JOBS:
1) Answer these questions using the passage on mixture responsibilities:
(a) Which theorem is used to update prior belief about group membership?
(b) What does the denominator ensure about the responsibilities for each point?
(c) What are the dimensions of the matrix of responsibilities obtained after this step?
2) Extend the passage on mixture responsibilities, beginning after its final sentence.

EXTRACT TO READ:
+-------+

The weights r_{ik} are the posterior probability that the point i came from the component k, given the current parameters. By Bayes’ theorem, prior belief about group membership gets updated by how well each Gaussian explains the observed score:

r_{ik} = p(z_i = k \mid x_i, \theta^{(t)}) = \frac{ \pi_k^{(t)}\,\mathcal{N}(x_i \mid \mu_k^{(t)},\, \sigma_k^{2(t)}) }{ \displaystyle\sum_{j=1}^{K} \pi_j^{(t)}\,\mathcal{N}(x_i \mid \mu_j^{(t)},\, \sigma_j^{2(t)}) }

In the fraction, the numerator is the prior belief that point i is from group k (\pi_k^{(t)}), multiplied by how well group k’s Gaussian explains the score (\mathcal{N}(x_i \mid \mu_k^{(t)},\, \sigma_k^{2(t)})). The denominator then normalizes across all K groups so the responsibilities for each point sum up to 1. The result r_{ik} is then a soft assignment so every point gets a fractional membership in every group rather than a binary 0/1 label. After this step we have an n \times K matrix of responsibilities.

+-------+

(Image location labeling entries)
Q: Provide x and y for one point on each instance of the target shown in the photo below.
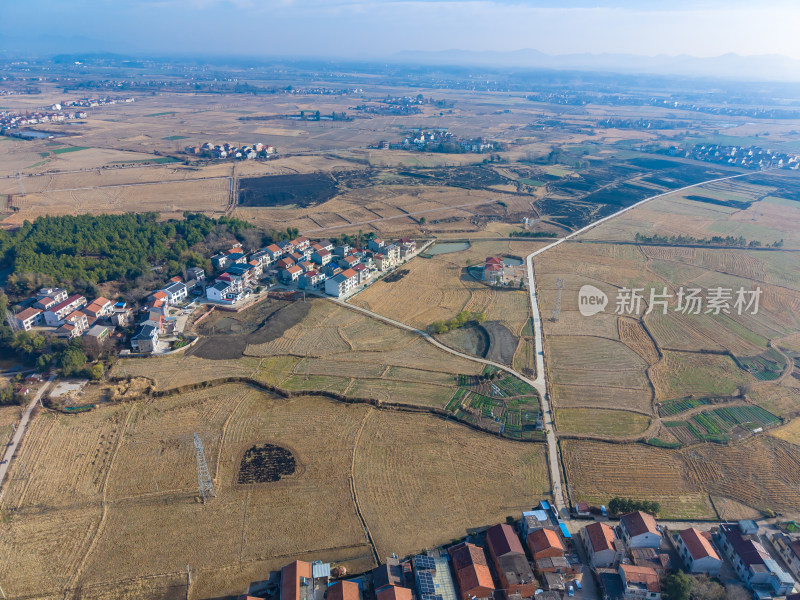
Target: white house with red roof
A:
(28, 318)
(493, 268)
(696, 551)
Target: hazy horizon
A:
(387, 30)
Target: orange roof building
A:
(344, 590)
(395, 592)
(545, 543)
(472, 571)
(291, 579)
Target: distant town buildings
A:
(231, 151)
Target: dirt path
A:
(104, 500)
(540, 383)
(353, 491)
(403, 216)
(19, 435)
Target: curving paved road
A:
(540, 382)
(20, 433)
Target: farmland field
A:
(611, 423)
(438, 288)
(693, 411)
(406, 462)
(331, 348)
(761, 473)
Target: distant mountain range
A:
(767, 67)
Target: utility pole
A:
(556, 313)
(204, 484)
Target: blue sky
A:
(380, 28)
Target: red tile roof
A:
(28, 313)
(601, 536)
(466, 554)
(394, 592)
(343, 590)
(638, 523)
(697, 544)
(642, 575)
(502, 540)
(474, 578)
(544, 539)
(290, 579)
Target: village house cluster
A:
(638, 550)
(224, 151)
(10, 120)
(53, 310)
(155, 315)
(439, 140)
(538, 557)
(746, 157)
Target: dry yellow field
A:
(105, 521)
(761, 472)
(332, 349)
(405, 462)
(438, 288)
(597, 471)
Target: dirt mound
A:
(285, 190)
(233, 333)
(266, 463)
(472, 339)
(502, 343)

+-------+

RESPONSES BY TASK:
1)
(a) Bayes' theorem.
(b) It normalizes across all K groups so that the responsibilities for each point sum to 1.
(c) n × K.

2)
M-step: update parameters

With responsibilities fixed, we maximize Q over \theta by differentiating with respect to each parameter, setting to zero and solving. The resulting updates are weighted statistics where each data point contributes to component k in proportion to r_{ik} [1, Ch. 9].

\hat{\mu}_k = \frac{\sum_i r_{ik}\,x_i}{\sum_i r_{ik}}, \qquad \hat{\sigma}_k^2 = \frac{\sum_i r_{ik}(x_i - \hat{\mu}_k)^2}{\sum_i r_{ik}}, \qquad \hat{\pi}_k = \frac{1}{n}\sum_i r_{ik}

Here

\hat{\mu}_k is the responsibility-weighted mean of the data
\hat{\sigma}_k^2 is the responsibility-weighted variance around that mean
\hat{\pi}_k is the average responsibility — the fraction of the data “owned” by component k

Convergence

Now to solve the optimal parameters, we iterate alternating the E and M steps until the change in the log-likelihood falls below a threshold \epsilon. A thing to keep in mind with the EM algorithm is that it is guaranteed to reach a local maximum (or a saddle point) and not necessary the global one [1, Ch. 9]. Also initialization matters because different starting points can lead to different local optima.

Code demo

In this code demo, we’ll use the example from the introduction. We’ll create a data set from two exams that are sampled from two distinct Gaussian distribution. The goal is to soft label the exam scores so that students can get their correct grades based on exam difficulty they chose.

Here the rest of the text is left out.